What is required
The lines to extract start at the one containing "Wildlife camera-trap request: tag the balcony" and end with the last line; give them exactly and nothing more.

----

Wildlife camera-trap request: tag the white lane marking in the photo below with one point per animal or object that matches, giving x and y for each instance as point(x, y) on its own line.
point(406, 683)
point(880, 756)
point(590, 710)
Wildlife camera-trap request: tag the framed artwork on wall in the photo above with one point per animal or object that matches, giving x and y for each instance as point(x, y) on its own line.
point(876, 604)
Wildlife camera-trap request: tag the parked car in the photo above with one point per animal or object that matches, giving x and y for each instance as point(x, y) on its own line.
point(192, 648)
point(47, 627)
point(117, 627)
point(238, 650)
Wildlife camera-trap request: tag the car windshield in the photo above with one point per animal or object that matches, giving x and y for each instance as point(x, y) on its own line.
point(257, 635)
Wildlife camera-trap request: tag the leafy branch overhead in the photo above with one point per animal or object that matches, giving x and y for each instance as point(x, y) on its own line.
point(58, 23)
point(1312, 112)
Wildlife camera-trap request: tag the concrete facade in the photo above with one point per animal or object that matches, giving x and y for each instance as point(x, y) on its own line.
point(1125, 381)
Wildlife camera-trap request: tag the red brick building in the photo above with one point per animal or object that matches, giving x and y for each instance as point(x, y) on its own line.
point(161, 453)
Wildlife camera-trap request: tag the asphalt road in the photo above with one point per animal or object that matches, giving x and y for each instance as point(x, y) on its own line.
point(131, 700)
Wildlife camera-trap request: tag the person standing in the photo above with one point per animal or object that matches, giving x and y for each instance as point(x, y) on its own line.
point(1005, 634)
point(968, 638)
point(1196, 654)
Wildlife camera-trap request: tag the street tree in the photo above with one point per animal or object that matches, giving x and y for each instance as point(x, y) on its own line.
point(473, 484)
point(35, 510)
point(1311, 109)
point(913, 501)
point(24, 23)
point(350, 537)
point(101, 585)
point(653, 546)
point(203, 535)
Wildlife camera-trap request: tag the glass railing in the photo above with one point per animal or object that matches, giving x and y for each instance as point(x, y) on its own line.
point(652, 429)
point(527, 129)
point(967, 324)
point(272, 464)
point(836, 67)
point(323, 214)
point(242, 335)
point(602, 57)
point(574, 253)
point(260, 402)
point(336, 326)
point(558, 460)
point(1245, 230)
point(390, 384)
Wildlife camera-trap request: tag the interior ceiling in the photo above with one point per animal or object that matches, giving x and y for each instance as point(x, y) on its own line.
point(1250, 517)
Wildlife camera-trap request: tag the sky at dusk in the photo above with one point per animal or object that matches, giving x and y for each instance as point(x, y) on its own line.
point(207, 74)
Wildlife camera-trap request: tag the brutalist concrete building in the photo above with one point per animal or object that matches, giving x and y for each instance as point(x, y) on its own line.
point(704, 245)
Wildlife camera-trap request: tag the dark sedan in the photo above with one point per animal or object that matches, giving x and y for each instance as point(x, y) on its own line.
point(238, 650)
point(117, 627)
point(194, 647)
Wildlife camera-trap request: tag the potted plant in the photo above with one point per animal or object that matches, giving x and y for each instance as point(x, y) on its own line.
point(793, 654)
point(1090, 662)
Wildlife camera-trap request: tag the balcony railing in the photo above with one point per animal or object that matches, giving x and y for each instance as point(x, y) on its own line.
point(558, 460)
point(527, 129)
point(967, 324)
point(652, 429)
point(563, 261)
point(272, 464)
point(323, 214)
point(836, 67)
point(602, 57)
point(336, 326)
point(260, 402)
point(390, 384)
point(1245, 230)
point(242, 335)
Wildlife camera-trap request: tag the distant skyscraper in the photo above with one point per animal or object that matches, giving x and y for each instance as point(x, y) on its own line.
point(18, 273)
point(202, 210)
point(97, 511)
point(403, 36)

----

Output for this task
Wildlife camera-trap request: tag the balcony railing in the photo above with one point per animal or object that matches, giving x and y for each instance as point(x, y) on its own line.
point(558, 460)
point(527, 129)
point(967, 324)
point(652, 429)
point(563, 261)
point(272, 464)
point(323, 214)
point(836, 67)
point(602, 57)
point(336, 326)
point(260, 402)
point(390, 384)
point(1245, 230)
point(242, 335)
Wildlife camera-trap request: tag the distant skyscraper in the photo above with one point per animal or object that matches, giving x and y for each instance as point(x, y) on its own line.
point(18, 273)
point(202, 210)
point(97, 511)
point(403, 36)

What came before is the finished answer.